▶ Exercise passage:
# # # #

If you’ve been to the doctor recently, you may have noticed that the nurse or medical assistant who took your vital signs possibly entered those stats directly into a computer or tablet. And if you’ve visited a provider who is traditionally a late adopter of new healthcare technology, then you may have experienced a staff still adjusting to the change of keeping an EHR, electronic health record, a key component of population health management.
The healthcare industry has been one of the slowest industries to jump aboard the big data train. But, amidst all of the changes, population health is here to stay. And, in the changing medical reimbursement landscape, from volume-based to value-based, it’s a needed and beneficial change.
With an emerging emphasis on payer-provider relationships, population health plays a very important role in reducing cost and improving patient outcomes. Payers and providers, traditionally operating separately, are coming together for the benefit of the patient, and it benefits each of them as well. Payers are paying less, and providers are benefiting from seeing an overall picture of health, which allows them to provide better care.
While some healthcare providers are just now jumping on board, population health continues to evolve. Until now, many clinics and practices may have used several different EHR systems (eClinicalWeb, MyChart, etc.). In 2017 and beyond, we’ll see the converging of many different systems under one roof. As the systems “talk to each other”, providers will be able to glean a much broader sense of a patient’s overall wellbeing.

# # # #

▶ Source information:
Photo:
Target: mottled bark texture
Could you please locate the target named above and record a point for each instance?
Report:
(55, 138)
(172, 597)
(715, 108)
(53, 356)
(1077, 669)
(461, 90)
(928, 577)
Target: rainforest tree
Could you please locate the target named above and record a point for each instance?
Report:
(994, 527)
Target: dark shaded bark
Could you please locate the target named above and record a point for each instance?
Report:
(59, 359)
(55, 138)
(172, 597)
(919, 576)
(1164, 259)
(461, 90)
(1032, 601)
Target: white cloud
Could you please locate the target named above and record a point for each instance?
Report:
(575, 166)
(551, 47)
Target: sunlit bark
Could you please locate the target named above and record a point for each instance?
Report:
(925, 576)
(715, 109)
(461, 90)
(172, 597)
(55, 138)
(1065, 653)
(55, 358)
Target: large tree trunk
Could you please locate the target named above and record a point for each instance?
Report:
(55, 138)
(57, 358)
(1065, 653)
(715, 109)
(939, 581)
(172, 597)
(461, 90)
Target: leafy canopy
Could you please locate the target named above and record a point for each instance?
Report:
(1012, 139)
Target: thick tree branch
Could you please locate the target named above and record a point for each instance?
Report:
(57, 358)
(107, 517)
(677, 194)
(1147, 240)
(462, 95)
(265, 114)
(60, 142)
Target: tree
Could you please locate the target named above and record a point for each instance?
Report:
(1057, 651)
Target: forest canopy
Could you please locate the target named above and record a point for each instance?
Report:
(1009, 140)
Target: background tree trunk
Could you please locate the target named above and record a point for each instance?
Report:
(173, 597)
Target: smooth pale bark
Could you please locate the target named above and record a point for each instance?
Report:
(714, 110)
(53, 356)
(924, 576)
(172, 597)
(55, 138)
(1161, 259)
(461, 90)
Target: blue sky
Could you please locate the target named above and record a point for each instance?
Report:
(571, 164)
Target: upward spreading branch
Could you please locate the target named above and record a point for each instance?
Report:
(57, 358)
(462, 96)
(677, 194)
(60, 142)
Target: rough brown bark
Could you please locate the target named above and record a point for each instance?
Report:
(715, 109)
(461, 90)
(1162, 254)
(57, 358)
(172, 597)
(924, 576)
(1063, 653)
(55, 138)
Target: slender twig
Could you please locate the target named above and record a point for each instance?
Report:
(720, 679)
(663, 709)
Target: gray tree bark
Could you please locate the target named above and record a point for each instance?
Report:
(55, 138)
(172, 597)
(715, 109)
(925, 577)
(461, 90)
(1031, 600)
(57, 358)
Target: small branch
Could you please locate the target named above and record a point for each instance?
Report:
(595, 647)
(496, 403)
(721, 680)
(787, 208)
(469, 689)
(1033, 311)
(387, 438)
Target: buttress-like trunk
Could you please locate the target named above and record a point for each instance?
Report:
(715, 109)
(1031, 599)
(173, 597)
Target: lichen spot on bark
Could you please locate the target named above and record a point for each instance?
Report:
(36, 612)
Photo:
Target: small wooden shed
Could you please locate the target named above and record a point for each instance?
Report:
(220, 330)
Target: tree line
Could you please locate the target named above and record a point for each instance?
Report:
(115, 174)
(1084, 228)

# # # #

▶ Parts of the exercise:
a) According to the population health passage, why does bringing payers and providers together benefit providers? Answer in one to three sentences.
b) Pick up the passage on population health after its final sentence and continue it.

▶ Answers by item:
a) Providers benefit because they get an overall picture of a patient's health. That broader view lets them provide better care.

b)
Many kinds of information can be made available through population health—Clinical, financial, sociodemographic, and geographic data. For example, socioeconomic data, which goes beyond ethnicity and home language, may provide insights such as housing stability or access to reliable transportation. This allows providers to look for care gaps—things that may prevent a patient from receiving the best care possible.
Beyond pulling much data together, population health will continue to develop and transform the healthcare industry in the coming years. Other developments and trends in the PHM space include mobile visits—talking to a physician over the phone; apps—the ability to email a physician or refill a prescription from a mobile app; and mental health—integrating behavioral health into the physical health picture.
Population health management, though not currently a well-oiled machine in the healthcare industry, has the potential to immensely improve health outcomes and lower costs in the coming years. As population health continues to march forward, payers and providers should both benefit from these technological advances, which allow for a complete picture of a patient’s health. Change is inevitable, but keeping up with the trends and benefits makes it an easier and more meaningful transition.